Please rewrite everything from the line containing "Where can you spot the trimmed" down to the end of the records, swapping "instance" for "occurrence" and keeping everything else the same.

------------------------------

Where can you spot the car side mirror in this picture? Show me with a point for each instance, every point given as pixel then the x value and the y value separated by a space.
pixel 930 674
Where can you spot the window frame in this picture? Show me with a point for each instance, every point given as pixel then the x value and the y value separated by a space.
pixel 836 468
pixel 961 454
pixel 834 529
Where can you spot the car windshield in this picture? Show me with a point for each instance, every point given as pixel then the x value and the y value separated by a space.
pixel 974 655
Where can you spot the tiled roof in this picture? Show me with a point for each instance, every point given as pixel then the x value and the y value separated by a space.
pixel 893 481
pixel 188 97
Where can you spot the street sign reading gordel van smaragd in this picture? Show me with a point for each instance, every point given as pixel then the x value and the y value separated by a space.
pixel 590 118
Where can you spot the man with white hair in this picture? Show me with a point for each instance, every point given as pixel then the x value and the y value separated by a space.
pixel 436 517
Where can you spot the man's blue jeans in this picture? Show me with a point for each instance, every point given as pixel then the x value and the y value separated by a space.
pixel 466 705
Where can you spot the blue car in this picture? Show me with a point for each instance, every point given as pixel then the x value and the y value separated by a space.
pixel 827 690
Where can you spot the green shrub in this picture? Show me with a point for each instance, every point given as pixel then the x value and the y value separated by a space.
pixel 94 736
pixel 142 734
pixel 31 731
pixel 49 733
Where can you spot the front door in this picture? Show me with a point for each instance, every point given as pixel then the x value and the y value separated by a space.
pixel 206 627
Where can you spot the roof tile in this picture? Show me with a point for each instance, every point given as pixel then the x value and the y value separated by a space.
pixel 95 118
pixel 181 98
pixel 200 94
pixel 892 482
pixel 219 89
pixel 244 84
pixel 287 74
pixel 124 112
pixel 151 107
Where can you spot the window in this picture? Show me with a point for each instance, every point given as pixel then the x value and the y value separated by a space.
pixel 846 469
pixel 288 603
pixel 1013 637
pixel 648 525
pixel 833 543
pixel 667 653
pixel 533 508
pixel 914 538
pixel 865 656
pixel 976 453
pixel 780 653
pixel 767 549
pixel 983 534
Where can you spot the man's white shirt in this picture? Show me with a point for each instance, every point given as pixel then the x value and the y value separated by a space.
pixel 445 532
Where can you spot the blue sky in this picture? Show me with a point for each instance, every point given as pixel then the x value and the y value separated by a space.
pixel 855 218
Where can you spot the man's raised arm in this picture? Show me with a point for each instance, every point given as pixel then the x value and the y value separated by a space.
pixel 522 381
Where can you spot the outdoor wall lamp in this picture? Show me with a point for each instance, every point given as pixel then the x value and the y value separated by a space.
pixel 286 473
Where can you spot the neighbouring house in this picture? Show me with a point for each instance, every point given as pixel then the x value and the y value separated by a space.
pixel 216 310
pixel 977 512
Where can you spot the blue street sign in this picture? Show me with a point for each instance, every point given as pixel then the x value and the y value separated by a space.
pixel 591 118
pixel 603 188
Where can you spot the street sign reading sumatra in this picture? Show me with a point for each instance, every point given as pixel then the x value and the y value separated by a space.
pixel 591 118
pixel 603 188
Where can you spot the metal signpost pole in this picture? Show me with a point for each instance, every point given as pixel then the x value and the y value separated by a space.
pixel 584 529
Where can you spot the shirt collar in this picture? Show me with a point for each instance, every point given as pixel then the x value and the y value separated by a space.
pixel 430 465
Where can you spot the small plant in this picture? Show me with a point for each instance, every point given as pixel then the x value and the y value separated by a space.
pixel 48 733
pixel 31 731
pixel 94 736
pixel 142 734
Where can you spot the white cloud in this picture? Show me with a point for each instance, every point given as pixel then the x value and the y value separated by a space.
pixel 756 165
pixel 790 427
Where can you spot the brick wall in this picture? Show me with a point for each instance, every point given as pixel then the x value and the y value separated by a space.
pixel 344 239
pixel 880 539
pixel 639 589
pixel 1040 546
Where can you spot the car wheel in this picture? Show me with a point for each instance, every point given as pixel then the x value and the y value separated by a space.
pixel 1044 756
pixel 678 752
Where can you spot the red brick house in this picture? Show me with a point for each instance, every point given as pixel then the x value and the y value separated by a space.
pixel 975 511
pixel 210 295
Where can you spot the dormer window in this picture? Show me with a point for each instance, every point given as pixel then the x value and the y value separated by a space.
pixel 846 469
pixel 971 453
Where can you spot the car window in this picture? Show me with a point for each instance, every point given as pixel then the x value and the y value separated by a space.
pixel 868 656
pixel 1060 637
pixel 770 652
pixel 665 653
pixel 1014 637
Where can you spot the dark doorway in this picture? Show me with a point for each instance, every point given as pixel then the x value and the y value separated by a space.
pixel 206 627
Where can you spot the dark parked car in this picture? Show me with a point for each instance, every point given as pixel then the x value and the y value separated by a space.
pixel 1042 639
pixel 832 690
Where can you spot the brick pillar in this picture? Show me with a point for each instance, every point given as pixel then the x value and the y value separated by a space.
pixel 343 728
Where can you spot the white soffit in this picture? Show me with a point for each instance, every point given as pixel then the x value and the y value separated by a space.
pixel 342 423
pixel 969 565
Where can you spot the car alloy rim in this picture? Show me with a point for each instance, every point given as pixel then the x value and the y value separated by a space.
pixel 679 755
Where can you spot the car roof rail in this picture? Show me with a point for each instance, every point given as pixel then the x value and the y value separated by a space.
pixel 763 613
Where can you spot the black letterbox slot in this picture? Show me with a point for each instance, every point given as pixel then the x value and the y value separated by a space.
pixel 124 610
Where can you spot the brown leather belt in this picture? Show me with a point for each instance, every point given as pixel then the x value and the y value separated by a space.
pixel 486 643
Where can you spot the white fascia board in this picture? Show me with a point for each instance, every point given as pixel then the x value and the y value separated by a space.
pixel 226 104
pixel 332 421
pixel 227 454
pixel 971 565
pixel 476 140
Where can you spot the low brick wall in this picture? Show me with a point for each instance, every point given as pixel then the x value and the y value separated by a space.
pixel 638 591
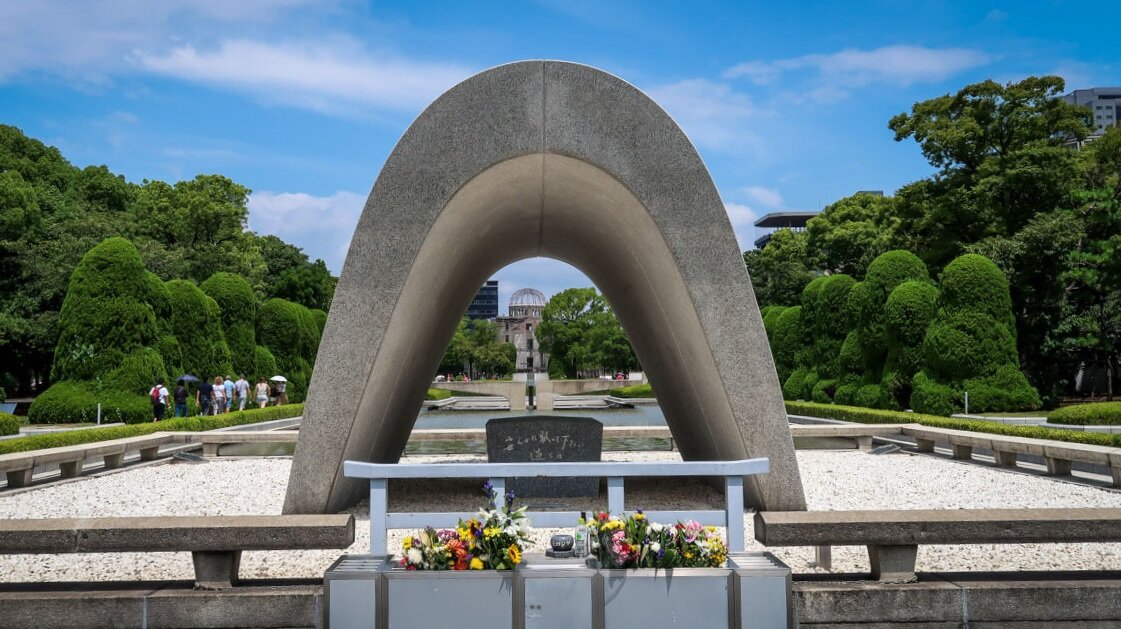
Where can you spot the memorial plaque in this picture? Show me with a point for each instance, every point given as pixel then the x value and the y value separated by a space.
pixel 546 438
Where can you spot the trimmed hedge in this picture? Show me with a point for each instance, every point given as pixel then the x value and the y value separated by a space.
pixel 183 424
pixel 1095 414
pixel 72 401
pixel 633 391
pixel 9 424
pixel 877 416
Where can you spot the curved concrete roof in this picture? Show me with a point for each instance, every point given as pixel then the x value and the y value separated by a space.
pixel 563 160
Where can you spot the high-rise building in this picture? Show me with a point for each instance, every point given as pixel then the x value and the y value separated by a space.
pixel 485 303
pixel 1104 104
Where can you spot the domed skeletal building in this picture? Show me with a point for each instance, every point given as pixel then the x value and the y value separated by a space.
pixel 519 327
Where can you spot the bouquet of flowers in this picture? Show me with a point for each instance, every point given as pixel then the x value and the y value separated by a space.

------------------------------

Result:
Where can you spot the trimmed hedge in this picture? Show me with a point for each occurrence, every point given as pixel then the x value and the y value separated by a space.
pixel 183 424
pixel 1095 414
pixel 72 401
pixel 633 391
pixel 9 424
pixel 877 416
Where can you spot the curved concrete roof in this picture? Show me with a point for each occurrence, every point given as pixel then the x value and the y value separated by a space.
pixel 563 160
Where can you spot the high-rise building in this picture? Show me with a point for each occurrence, every point given as pixel then the x value and the y value separated by a space.
pixel 485 303
pixel 1104 104
Where can you spot the domed skeletal building in this picture? Show me with a point for each occurrence, every point given as pixel then the x value and the y value separated by a space.
pixel 519 327
Where can you spot the bouquet of flowers in this picture? Show me with a point for each occurrence, every point given as pixel then the x value and the y value separated by a space.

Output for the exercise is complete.